» **Stated goal**: Return every line of the listing below without changing a single character.

:: Entries provided

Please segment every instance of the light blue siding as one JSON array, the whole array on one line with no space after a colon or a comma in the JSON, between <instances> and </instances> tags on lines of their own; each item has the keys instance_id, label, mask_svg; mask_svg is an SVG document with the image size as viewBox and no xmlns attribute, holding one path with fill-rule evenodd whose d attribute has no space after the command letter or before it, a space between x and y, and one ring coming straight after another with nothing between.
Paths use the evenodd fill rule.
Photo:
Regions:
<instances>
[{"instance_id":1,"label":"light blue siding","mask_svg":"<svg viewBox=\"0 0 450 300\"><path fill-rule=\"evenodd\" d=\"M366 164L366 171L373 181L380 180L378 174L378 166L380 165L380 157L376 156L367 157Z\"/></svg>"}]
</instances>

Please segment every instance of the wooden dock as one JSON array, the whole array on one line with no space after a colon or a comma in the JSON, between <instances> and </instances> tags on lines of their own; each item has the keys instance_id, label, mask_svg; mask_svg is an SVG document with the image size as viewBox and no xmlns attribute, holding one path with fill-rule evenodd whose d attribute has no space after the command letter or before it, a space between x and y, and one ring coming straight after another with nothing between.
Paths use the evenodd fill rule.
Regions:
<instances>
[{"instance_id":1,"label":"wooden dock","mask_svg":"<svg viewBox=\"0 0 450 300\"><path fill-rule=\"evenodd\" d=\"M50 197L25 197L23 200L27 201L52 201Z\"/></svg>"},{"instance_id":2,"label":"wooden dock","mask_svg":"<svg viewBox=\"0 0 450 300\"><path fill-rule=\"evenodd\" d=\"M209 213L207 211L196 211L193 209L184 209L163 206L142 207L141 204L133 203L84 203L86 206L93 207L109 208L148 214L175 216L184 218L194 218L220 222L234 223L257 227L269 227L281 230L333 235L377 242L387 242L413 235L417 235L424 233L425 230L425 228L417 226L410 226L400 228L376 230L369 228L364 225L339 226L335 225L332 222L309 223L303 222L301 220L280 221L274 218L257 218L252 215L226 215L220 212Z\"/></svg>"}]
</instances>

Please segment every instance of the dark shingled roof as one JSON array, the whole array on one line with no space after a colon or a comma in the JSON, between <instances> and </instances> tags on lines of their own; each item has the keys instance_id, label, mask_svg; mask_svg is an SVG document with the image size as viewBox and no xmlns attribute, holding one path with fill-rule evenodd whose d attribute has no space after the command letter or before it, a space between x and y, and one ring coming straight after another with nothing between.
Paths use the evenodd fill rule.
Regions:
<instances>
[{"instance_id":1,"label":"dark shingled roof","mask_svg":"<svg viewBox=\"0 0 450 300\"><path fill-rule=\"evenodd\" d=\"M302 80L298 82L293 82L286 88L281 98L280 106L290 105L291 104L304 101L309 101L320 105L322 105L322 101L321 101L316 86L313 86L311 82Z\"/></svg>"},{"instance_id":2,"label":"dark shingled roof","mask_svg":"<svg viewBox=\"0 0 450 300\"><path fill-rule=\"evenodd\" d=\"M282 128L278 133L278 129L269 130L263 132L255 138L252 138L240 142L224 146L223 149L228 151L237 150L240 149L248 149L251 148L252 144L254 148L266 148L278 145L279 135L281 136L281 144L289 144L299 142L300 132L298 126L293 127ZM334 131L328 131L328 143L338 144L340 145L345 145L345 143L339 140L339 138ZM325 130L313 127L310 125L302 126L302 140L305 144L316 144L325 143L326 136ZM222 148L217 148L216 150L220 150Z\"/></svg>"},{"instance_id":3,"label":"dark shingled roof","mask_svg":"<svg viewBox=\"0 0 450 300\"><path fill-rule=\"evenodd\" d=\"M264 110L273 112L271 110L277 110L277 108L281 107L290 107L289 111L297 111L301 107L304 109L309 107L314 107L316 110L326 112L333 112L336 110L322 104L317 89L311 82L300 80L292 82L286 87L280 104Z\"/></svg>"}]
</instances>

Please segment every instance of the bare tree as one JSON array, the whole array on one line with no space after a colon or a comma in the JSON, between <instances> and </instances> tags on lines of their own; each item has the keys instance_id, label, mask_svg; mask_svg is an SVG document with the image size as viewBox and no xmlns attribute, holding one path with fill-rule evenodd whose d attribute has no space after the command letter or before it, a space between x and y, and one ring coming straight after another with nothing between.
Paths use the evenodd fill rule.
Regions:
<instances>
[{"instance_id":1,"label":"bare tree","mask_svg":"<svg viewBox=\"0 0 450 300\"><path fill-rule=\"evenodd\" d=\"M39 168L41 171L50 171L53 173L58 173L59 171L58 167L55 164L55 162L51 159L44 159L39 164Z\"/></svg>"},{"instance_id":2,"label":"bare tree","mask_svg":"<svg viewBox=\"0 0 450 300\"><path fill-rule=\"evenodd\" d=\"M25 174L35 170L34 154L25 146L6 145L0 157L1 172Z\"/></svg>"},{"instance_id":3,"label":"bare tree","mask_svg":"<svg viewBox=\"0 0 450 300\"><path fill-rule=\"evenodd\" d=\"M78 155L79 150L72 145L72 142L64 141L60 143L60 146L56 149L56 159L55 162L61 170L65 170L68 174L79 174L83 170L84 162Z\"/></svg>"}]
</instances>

::::

» **Exercise response**:
Please segment every instance of the light blue siding as one JSON array, the whole array on one line with no space after a colon or a comma in the JSON, between <instances> and </instances> tags on lines of their own; each item has the keys instance_id, label, mask_svg; mask_svg is an SVG document with the image size as viewBox and no xmlns attribute, holding one path with fill-rule evenodd whose d attribute has no space after the command letter or before it, a space between x and y, and one ring coming straight after another with nothing between.
Paths use the evenodd fill rule.
Photo:
Regions:
<instances>
[{"instance_id":1,"label":"light blue siding","mask_svg":"<svg viewBox=\"0 0 450 300\"><path fill-rule=\"evenodd\" d=\"M366 164L366 171L373 181L380 180L378 174L378 166L380 165L380 157L376 156L367 157Z\"/></svg>"}]
</instances>

Please segment every instance of the wooden dock as one JSON array, the whole array on one line with no space after a colon or a comma in the JSON, between <instances> and </instances> tags on lines of their own; each item has the keys instance_id, label, mask_svg; mask_svg is an SVG document with the image size as viewBox and no xmlns attribute, holding one path with fill-rule evenodd whose d attribute has no space after the command letter or before it, a space between x and y, and one ring coming straight after another with nothing between.
Paths use the evenodd fill rule.
Regions:
<instances>
[{"instance_id":1,"label":"wooden dock","mask_svg":"<svg viewBox=\"0 0 450 300\"><path fill-rule=\"evenodd\" d=\"M50 197L25 197L23 200L27 201L52 201Z\"/></svg>"},{"instance_id":2,"label":"wooden dock","mask_svg":"<svg viewBox=\"0 0 450 300\"><path fill-rule=\"evenodd\" d=\"M209 213L207 211L196 211L193 209L184 209L163 206L142 207L141 204L133 203L84 203L86 206L93 207L109 208L148 214L175 216L184 218L194 218L220 222L234 223L257 227L269 227L281 230L333 235L377 242L387 242L413 235L417 235L424 233L425 230L425 228L417 226L410 226L400 228L376 230L369 228L364 225L339 226L335 225L332 222L309 223L303 222L301 220L280 221L274 218L257 218L252 215L226 215L220 212Z\"/></svg>"}]
</instances>

Please segment every instance of the dark shingled roof as one JSON array, the whole array on one line with no space after a colon or a comma in the JSON, between <instances> and </instances> tags on lines of their own; each item has the keys instance_id, label, mask_svg; mask_svg is an SVG document with the image size as viewBox and no xmlns attribute, holding one path with fill-rule evenodd whose d attribute has no space after the command letter or before it, a space between x and y, and one ring coming straight after another with nothing between.
Paths use the evenodd fill rule.
Regions:
<instances>
[{"instance_id":1,"label":"dark shingled roof","mask_svg":"<svg viewBox=\"0 0 450 300\"><path fill-rule=\"evenodd\" d=\"M302 80L298 82L293 82L286 88L281 98L280 106L290 105L291 104L304 101L309 101L320 105L322 105L322 101L321 101L316 86L313 86L311 82Z\"/></svg>"},{"instance_id":2,"label":"dark shingled roof","mask_svg":"<svg viewBox=\"0 0 450 300\"><path fill-rule=\"evenodd\" d=\"M282 128L278 133L278 129L269 130L263 132L255 138L252 138L240 142L224 146L223 149L228 151L237 150L240 149L248 149L251 148L252 144L254 148L266 148L278 145L279 135L281 136L281 144L289 144L299 142L300 132L298 126L293 127ZM334 131L328 131L328 143L338 144L340 145L345 145L345 143L339 140L339 138ZM325 130L313 127L310 125L302 126L302 140L305 144L316 144L325 143L326 136ZM222 148L217 148L216 150L220 150Z\"/></svg>"},{"instance_id":3,"label":"dark shingled roof","mask_svg":"<svg viewBox=\"0 0 450 300\"><path fill-rule=\"evenodd\" d=\"M264 110L273 112L271 110L277 110L277 108L281 107L290 107L289 111L297 111L301 107L304 109L309 107L314 107L316 110L326 112L333 112L336 110L322 104L317 89L311 82L300 80L292 82L286 87L280 104Z\"/></svg>"}]
</instances>

Please segment every instance of the bare tree as one JSON array, the whole array on one line with no space after a colon or a comma in the JSON, between <instances> and </instances> tags on lines of their own; each item has the keys instance_id, label, mask_svg; mask_svg is an SVG document with the image size as viewBox and no xmlns attribute, holding one path with fill-rule evenodd whose d attribute has no space after the command letter or before it, a space between x and y, and one ring coming straight after another with nothing between.
Paths use the evenodd fill rule.
Regions:
<instances>
[{"instance_id":1,"label":"bare tree","mask_svg":"<svg viewBox=\"0 0 450 300\"><path fill-rule=\"evenodd\" d=\"M39 168L41 171L50 171L53 173L58 173L59 171L58 167L55 164L55 162L51 159L44 159L39 164Z\"/></svg>"},{"instance_id":2,"label":"bare tree","mask_svg":"<svg viewBox=\"0 0 450 300\"><path fill-rule=\"evenodd\" d=\"M25 174L35 170L34 154L25 146L6 145L0 157L1 172Z\"/></svg>"},{"instance_id":3,"label":"bare tree","mask_svg":"<svg viewBox=\"0 0 450 300\"><path fill-rule=\"evenodd\" d=\"M78 155L79 150L72 145L72 142L64 141L60 143L60 146L56 149L56 159L55 162L61 170L65 170L68 174L79 174L83 170L84 162Z\"/></svg>"}]
</instances>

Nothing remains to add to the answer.